→ **Input data**
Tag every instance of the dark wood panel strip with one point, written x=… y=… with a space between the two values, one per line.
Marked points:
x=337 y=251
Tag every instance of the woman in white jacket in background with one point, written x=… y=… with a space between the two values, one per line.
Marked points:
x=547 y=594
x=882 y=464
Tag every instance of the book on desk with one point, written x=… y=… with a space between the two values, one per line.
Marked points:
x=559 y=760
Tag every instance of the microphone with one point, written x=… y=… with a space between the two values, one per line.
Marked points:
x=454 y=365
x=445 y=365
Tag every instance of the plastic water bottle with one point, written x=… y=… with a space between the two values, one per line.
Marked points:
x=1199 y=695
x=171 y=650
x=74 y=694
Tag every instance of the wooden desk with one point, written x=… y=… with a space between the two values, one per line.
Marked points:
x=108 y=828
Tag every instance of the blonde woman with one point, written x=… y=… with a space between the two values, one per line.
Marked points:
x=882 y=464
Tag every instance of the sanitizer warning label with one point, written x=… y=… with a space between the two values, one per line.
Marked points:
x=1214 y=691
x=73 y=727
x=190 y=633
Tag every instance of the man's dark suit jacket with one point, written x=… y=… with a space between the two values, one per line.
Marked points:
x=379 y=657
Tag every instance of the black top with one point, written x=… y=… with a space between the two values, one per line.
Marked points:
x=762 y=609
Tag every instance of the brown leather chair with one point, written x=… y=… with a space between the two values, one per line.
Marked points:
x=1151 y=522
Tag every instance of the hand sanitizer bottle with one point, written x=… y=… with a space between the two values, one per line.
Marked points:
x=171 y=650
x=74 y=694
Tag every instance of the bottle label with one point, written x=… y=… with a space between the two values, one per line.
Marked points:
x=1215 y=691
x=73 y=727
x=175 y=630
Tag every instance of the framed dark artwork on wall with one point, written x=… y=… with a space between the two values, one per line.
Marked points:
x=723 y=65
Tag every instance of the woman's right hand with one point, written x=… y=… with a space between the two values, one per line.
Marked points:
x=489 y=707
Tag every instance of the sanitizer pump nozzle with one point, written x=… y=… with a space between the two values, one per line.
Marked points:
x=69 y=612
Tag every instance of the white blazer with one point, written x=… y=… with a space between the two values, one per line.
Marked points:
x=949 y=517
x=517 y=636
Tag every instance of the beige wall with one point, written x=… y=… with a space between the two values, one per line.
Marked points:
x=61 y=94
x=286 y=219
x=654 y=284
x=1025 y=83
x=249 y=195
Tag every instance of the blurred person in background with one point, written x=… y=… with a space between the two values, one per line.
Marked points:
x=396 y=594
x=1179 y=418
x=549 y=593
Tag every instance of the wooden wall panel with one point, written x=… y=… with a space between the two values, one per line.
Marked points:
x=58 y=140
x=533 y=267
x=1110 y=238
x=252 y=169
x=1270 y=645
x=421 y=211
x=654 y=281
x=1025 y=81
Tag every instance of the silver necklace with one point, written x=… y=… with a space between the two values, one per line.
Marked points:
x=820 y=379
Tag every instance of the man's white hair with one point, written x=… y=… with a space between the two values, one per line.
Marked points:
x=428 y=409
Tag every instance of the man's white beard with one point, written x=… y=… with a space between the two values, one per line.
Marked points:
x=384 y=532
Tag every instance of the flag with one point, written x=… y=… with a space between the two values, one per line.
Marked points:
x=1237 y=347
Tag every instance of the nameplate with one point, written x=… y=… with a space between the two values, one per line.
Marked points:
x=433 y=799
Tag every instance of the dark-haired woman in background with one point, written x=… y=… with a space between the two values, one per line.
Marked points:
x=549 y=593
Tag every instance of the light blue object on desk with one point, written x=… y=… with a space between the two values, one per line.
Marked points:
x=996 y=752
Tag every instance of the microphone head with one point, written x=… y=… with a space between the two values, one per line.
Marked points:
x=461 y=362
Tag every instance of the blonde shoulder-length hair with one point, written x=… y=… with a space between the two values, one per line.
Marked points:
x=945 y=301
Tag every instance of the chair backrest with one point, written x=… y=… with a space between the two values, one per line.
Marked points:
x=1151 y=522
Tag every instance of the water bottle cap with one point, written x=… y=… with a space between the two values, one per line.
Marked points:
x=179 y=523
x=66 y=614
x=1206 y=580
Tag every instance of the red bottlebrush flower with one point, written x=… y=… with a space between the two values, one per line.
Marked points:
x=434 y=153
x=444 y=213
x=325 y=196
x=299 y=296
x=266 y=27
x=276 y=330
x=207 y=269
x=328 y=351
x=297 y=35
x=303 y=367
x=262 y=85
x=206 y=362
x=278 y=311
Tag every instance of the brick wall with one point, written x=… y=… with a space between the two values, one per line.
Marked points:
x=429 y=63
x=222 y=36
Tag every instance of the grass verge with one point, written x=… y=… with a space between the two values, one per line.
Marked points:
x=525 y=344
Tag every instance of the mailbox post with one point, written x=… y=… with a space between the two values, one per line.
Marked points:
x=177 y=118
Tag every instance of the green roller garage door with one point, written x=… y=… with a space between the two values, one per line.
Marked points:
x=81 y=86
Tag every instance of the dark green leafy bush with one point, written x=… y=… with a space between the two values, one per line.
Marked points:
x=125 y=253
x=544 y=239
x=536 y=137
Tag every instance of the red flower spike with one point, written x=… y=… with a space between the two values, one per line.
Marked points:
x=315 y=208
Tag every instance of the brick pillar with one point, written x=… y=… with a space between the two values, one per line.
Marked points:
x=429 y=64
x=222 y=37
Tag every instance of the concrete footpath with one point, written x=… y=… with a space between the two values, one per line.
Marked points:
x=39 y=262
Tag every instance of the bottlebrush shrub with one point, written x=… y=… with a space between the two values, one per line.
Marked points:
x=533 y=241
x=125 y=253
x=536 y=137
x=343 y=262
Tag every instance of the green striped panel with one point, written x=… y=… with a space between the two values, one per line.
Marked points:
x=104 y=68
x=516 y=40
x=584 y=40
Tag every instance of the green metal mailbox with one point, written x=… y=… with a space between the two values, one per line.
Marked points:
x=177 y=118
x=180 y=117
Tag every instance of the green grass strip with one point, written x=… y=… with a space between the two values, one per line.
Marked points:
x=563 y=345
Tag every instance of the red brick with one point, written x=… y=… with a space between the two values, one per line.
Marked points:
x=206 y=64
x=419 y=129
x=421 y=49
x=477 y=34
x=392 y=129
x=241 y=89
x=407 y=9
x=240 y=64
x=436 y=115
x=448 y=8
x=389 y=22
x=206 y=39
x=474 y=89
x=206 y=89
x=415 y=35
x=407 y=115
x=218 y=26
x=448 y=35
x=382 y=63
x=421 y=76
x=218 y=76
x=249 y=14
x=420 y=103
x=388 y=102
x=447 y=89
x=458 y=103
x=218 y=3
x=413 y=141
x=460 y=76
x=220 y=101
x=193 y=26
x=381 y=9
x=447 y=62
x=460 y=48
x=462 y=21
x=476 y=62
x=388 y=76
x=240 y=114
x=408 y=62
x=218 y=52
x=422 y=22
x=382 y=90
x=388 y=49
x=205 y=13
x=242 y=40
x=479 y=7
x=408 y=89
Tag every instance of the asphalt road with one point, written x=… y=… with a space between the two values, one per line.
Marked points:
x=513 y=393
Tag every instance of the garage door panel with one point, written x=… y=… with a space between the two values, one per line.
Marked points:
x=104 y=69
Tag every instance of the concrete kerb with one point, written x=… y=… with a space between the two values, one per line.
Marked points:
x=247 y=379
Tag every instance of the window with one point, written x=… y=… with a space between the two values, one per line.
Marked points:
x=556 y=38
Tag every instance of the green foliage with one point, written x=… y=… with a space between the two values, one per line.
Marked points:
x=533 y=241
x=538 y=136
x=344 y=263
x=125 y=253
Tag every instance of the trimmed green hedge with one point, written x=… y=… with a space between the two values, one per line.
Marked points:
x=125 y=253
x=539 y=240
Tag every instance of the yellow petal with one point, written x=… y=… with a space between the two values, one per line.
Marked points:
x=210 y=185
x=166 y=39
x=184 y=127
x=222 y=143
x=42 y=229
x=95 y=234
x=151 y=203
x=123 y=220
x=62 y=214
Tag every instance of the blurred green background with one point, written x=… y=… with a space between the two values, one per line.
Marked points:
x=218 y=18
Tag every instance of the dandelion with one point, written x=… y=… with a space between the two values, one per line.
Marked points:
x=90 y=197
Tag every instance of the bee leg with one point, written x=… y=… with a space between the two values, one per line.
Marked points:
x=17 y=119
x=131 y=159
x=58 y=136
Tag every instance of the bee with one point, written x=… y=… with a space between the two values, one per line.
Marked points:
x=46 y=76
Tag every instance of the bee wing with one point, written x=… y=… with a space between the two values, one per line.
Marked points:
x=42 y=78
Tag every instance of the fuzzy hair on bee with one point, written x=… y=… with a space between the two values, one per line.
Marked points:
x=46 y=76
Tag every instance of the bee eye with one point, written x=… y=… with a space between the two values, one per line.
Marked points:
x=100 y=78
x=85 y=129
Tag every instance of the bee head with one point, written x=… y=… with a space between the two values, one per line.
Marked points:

→ **Task prompt**
Output the line containing "Tag every instance of the bee leg" and all lines after it to the end of the records, exactly as given.

→ **Finished exercise**
Tag every instance of the bee leg with one point, written x=… y=… with a space between the two values, one per line.
Marked points:
x=17 y=119
x=131 y=159
x=58 y=136
Tag every instance of the bee with one point, written x=… y=… with a space between the two values, one per line.
Marked points:
x=46 y=76
Tag every instance of the bee wing with one point, written x=… y=… with a space between the two values, one per line.
Marked points:
x=42 y=78
Tag every instance of the fuzzy hair on bee with one point, written x=… y=… with a space between the two values, one per line.
Marked points:
x=46 y=76
Tag every instance of the bee eye with one point, written x=… y=… with a space between the two values, one per line.
Marked points:
x=100 y=78
x=85 y=129
Tag every instance of the bee head with one point, written x=… y=… with a space between the two values, one per line.
Marked points:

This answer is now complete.